* [WHAT YOU ARE ASKED TO DO] Show every line of the data below that contains the string "front", matching case exactly.

Excerpts from point annotation data
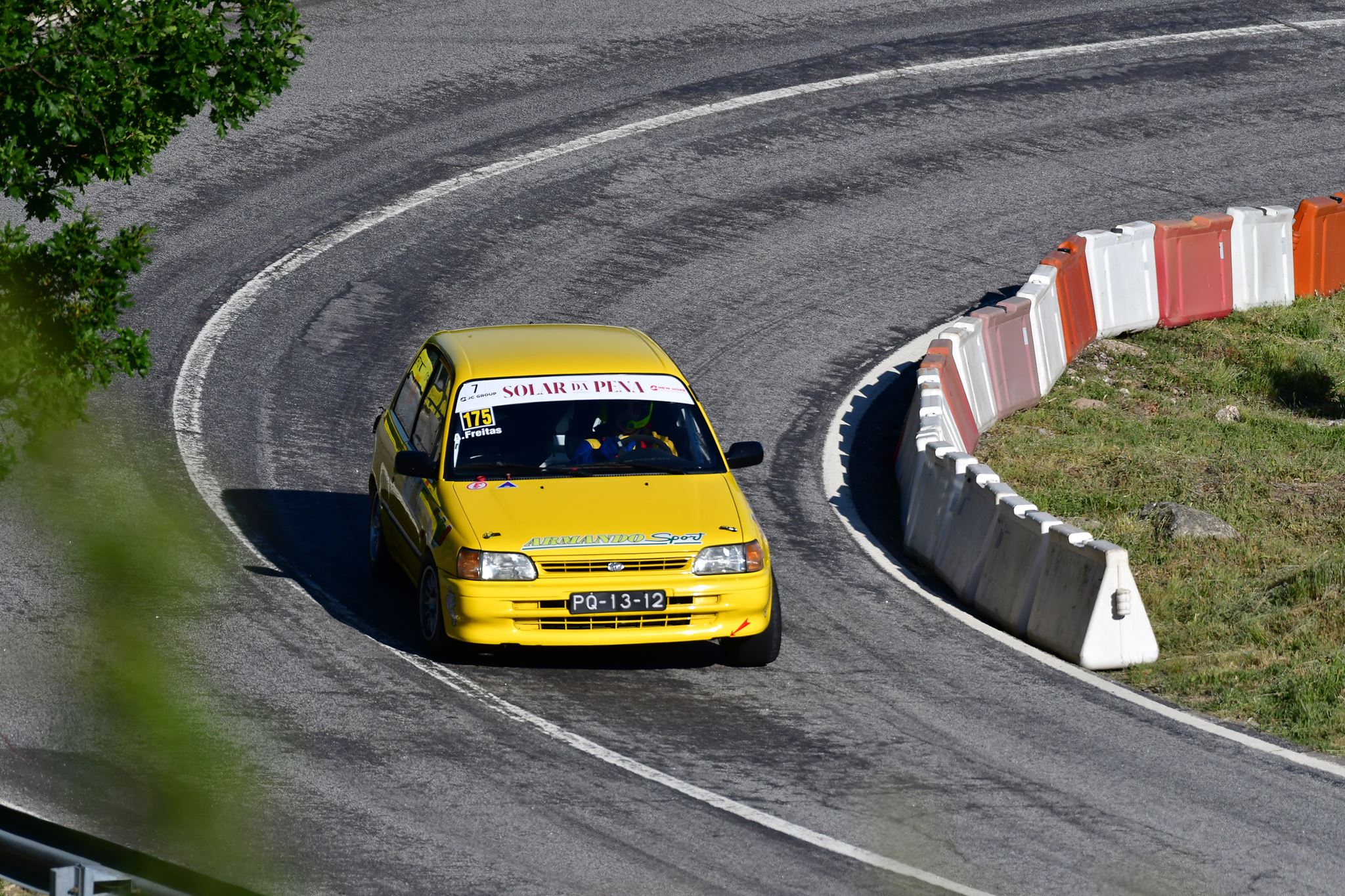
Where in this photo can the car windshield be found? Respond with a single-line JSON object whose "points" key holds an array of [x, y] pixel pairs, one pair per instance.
{"points": [[591, 425]]}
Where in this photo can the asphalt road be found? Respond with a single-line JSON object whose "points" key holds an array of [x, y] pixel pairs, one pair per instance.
{"points": [[778, 251]]}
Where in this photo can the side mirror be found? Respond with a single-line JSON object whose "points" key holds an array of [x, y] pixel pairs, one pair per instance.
{"points": [[414, 464], [744, 454]]}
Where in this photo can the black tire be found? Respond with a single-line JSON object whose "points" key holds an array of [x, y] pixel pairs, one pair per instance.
{"points": [[380, 561], [430, 613], [758, 649]]}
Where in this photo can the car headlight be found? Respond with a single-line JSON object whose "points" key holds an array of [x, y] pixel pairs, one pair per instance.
{"points": [[730, 558], [494, 566]]}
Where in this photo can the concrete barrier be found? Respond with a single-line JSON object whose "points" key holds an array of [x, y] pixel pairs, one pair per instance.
{"points": [[939, 360], [962, 551], [940, 482], [1087, 606], [1264, 255], [969, 354], [1013, 563], [1048, 328], [1124, 277]]}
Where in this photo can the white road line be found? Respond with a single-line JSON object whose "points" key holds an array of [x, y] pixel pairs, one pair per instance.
{"points": [[190, 386]]}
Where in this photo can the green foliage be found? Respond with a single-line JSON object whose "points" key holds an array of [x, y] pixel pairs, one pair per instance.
{"points": [[92, 92], [60, 301], [1250, 629], [148, 581]]}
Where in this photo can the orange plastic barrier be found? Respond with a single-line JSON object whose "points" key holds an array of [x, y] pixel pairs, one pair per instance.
{"points": [[1075, 292], [1012, 355], [1320, 245], [1195, 269], [954, 391]]}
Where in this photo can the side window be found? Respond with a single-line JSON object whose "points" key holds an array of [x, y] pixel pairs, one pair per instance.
{"points": [[430, 423], [409, 395]]}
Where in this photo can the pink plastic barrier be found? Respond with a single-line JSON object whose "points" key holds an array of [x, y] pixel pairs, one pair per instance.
{"points": [[1011, 354], [1195, 269]]}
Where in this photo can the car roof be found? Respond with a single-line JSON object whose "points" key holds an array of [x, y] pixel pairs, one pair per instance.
{"points": [[537, 350]]}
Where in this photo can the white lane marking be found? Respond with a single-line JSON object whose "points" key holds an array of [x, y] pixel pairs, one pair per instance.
{"points": [[188, 390], [834, 481]]}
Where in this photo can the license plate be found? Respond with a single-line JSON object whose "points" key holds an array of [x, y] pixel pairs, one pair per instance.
{"points": [[588, 602]]}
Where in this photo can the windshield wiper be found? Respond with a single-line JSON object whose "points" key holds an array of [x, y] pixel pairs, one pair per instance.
{"points": [[496, 467], [622, 467]]}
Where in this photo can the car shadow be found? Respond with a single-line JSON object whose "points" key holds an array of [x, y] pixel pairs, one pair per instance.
{"points": [[871, 431], [318, 539]]}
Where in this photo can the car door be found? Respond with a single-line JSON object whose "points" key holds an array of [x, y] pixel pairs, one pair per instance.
{"points": [[404, 496], [428, 522]]}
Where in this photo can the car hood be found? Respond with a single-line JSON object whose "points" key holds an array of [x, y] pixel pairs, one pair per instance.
{"points": [[625, 513]]}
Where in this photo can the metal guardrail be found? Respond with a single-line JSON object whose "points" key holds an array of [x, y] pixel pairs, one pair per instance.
{"points": [[61, 861]]}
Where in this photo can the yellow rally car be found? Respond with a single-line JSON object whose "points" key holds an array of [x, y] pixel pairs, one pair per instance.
{"points": [[562, 485]]}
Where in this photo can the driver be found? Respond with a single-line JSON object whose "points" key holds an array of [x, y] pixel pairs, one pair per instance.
{"points": [[625, 427]]}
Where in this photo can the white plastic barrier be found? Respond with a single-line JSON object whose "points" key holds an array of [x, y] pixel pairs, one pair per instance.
{"points": [[1048, 330], [1124, 277], [937, 413], [919, 417], [1015, 557], [929, 445], [1087, 609], [907, 488], [969, 354], [940, 484], [962, 548], [1264, 257]]}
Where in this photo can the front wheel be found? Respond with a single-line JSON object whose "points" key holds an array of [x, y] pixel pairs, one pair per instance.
{"points": [[430, 608], [758, 649]]}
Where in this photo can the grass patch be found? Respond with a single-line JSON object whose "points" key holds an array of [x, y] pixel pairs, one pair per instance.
{"points": [[1251, 629]]}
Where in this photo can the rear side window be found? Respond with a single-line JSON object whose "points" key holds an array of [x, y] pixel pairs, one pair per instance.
{"points": [[413, 387], [422, 403], [428, 433]]}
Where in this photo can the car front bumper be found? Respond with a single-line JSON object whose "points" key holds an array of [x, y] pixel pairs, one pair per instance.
{"points": [[537, 613]]}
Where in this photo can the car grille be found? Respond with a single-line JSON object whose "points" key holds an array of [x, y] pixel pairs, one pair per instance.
{"points": [[628, 565], [622, 621]]}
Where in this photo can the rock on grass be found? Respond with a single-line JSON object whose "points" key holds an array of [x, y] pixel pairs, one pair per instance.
{"points": [[1180, 522]]}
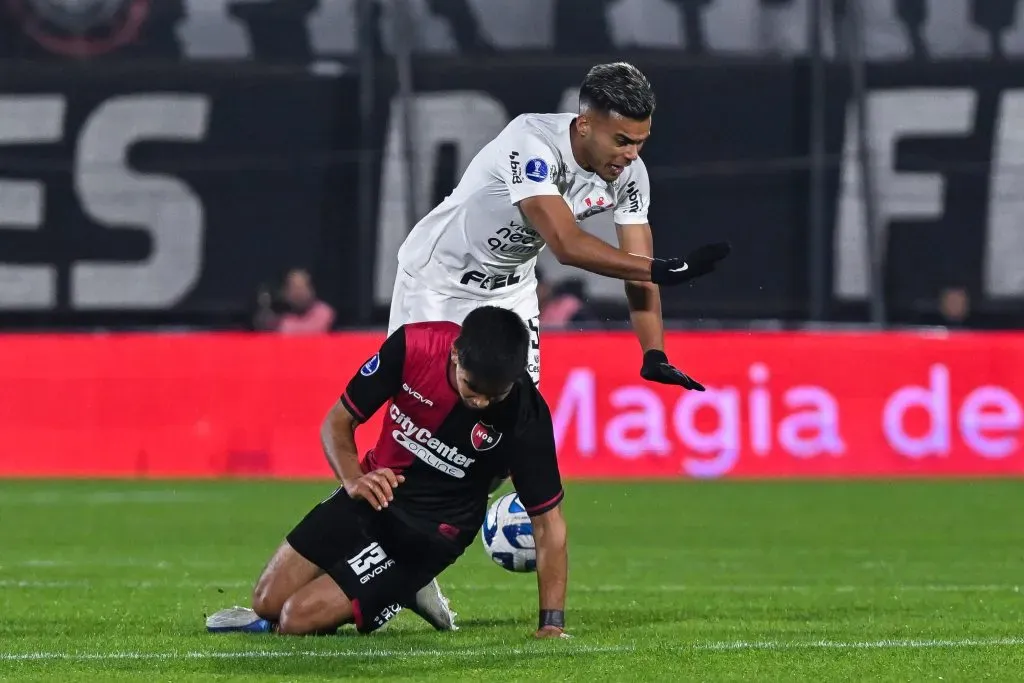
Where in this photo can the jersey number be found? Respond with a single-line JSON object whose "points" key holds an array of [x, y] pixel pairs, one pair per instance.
{"points": [[368, 557]]}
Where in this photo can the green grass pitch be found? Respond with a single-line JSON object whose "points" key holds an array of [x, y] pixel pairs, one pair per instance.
{"points": [[103, 581]]}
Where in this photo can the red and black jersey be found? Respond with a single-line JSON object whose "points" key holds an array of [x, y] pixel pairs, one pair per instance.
{"points": [[450, 453]]}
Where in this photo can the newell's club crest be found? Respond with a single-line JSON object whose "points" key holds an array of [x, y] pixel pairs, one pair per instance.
{"points": [[81, 28], [483, 436]]}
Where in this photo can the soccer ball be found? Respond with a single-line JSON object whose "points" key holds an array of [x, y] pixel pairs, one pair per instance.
{"points": [[508, 535]]}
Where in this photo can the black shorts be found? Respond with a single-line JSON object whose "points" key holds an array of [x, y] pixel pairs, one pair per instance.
{"points": [[377, 560]]}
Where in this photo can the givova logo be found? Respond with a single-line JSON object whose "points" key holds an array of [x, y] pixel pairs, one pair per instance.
{"points": [[422, 443], [371, 561]]}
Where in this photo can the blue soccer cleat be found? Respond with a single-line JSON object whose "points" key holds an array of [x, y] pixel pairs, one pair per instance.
{"points": [[237, 620]]}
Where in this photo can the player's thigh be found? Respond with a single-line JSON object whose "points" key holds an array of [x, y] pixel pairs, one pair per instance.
{"points": [[382, 578], [284, 575], [318, 607], [326, 535]]}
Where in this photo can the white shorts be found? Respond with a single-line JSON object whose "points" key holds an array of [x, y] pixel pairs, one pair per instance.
{"points": [[413, 302]]}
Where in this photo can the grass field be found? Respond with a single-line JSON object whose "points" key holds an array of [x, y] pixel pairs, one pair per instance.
{"points": [[739, 581]]}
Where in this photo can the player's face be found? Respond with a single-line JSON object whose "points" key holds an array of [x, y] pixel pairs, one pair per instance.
{"points": [[612, 141], [473, 394]]}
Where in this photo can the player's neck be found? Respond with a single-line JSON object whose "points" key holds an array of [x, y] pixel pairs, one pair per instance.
{"points": [[453, 380], [576, 144]]}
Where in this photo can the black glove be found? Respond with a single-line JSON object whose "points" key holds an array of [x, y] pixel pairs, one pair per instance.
{"points": [[698, 262], [657, 369]]}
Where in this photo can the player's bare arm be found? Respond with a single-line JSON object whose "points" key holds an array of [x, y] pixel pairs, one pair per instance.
{"points": [[338, 437], [573, 246], [644, 298], [552, 571]]}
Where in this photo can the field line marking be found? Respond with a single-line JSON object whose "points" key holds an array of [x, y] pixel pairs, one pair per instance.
{"points": [[720, 646], [505, 588]]}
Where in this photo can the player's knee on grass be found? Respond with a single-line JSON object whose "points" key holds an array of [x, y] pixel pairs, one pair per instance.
{"points": [[286, 573], [318, 607]]}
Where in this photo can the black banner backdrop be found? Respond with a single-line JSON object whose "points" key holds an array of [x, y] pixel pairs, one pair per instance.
{"points": [[168, 195]]}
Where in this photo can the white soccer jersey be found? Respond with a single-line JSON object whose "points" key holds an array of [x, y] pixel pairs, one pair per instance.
{"points": [[477, 245]]}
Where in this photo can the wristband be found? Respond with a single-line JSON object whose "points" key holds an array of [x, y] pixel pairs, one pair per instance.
{"points": [[555, 617]]}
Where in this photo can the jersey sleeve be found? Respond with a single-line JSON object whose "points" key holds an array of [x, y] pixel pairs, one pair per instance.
{"points": [[633, 199], [535, 472], [526, 165], [378, 379]]}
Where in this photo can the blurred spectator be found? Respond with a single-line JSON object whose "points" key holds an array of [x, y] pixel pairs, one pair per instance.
{"points": [[954, 306], [563, 303], [300, 311]]}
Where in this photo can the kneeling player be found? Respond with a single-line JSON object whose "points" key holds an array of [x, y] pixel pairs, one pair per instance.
{"points": [[461, 409]]}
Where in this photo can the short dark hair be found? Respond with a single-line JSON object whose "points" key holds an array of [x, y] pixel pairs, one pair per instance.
{"points": [[493, 346], [617, 88]]}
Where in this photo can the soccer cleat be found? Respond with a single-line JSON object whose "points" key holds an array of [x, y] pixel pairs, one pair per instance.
{"points": [[236, 620], [433, 607]]}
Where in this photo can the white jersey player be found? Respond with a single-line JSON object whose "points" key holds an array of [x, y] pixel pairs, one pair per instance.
{"points": [[526, 189]]}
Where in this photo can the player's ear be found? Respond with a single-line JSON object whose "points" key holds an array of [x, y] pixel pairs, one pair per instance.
{"points": [[583, 125]]}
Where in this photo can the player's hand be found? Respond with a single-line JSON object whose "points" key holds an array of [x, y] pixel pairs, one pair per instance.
{"points": [[657, 369], [698, 262], [376, 487], [551, 632]]}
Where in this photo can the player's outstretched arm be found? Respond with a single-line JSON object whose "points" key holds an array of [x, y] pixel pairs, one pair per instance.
{"points": [[552, 571], [338, 437], [644, 301], [572, 246], [643, 298]]}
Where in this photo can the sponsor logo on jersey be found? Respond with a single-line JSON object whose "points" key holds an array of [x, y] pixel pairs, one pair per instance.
{"points": [[485, 282], [483, 436], [371, 562], [422, 443], [516, 168], [81, 28], [633, 197], [537, 169], [417, 395], [371, 366], [594, 207]]}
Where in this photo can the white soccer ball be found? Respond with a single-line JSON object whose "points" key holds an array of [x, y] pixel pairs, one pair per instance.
{"points": [[508, 535]]}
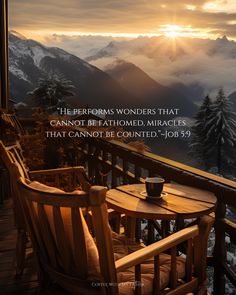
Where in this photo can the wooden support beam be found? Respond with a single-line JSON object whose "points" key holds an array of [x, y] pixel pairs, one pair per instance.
{"points": [[4, 85]]}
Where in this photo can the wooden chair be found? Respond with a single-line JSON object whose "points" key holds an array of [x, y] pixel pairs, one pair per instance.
{"points": [[67, 178], [68, 256]]}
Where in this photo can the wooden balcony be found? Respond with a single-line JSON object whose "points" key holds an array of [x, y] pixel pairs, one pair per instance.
{"points": [[113, 163]]}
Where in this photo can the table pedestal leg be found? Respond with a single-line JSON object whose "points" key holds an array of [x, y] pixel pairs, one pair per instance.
{"points": [[130, 227], [151, 232]]}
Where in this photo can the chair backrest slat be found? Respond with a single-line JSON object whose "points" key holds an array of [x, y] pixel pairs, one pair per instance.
{"points": [[62, 240], [46, 235], [79, 243]]}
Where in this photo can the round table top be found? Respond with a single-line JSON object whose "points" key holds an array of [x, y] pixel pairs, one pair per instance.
{"points": [[179, 202]]}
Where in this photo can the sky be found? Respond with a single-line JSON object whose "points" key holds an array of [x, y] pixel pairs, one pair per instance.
{"points": [[128, 18]]}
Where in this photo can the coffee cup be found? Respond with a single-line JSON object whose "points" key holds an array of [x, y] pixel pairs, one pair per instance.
{"points": [[154, 186]]}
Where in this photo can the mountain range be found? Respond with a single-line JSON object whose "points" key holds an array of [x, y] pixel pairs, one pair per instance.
{"points": [[122, 85]]}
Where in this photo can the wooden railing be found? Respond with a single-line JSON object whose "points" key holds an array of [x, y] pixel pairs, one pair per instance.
{"points": [[114, 163]]}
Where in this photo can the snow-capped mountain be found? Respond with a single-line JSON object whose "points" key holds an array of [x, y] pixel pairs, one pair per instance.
{"points": [[210, 64], [140, 85], [30, 60]]}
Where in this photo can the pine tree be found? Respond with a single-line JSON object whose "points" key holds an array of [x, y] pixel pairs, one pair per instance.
{"points": [[51, 91], [220, 140], [199, 132]]}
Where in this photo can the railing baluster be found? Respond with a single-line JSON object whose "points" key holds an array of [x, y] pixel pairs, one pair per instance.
{"points": [[114, 173], [219, 250], [125, 170]]}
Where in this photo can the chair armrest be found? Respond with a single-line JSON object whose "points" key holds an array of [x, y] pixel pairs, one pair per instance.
{"points": [[157, 248], [56, 171], [77, 175]]}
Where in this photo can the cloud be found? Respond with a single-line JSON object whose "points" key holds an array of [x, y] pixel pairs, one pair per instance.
{"points": [[210, 64], [140, 16]]}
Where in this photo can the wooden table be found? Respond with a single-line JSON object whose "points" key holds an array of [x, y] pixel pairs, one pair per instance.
{"points": [[181, 202]]}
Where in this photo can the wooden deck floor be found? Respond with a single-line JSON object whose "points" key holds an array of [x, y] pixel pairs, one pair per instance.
{"points": [[9, 285]]}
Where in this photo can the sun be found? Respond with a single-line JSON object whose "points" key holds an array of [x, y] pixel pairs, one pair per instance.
{"points": [[172, 31], [172, 34]]}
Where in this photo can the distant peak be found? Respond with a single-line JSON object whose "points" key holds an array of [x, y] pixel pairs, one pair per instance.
{"points": [[18, 35]]}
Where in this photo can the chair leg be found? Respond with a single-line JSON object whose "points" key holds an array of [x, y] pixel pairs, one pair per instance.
{"points": [[20, 252]]}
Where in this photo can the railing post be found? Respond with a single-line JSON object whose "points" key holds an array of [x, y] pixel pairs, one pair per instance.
{"points": [[4, 85], [219, 249], [114, 174]]}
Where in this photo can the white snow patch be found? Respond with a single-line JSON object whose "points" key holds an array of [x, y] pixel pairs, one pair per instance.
{"points": [[18, 73]]}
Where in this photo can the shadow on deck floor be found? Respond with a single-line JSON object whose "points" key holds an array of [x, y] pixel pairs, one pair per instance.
{"points": [[9, 285]]}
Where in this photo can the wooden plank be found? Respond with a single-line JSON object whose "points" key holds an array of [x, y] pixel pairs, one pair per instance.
{"points": [[181, 205], [132, 206]]}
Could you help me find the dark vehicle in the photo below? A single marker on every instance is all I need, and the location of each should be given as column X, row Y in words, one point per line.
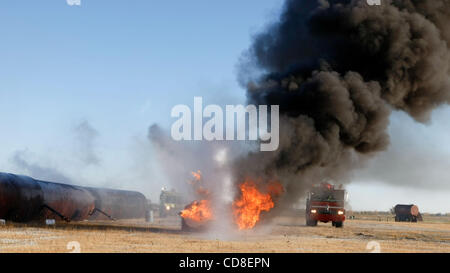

* [RESPONSE TO THIS TASK]
Where in this photo can the front wheel be found? Respond with a single-line JSON object whose "points" key holds an array of [x, y] pixel pairs, one pair per instance.
Where in this photo can the car front bumper be found? Respond with a single-line JSON object whose "points" key holds an array of [x, y] pixel pairs, one pair per instance.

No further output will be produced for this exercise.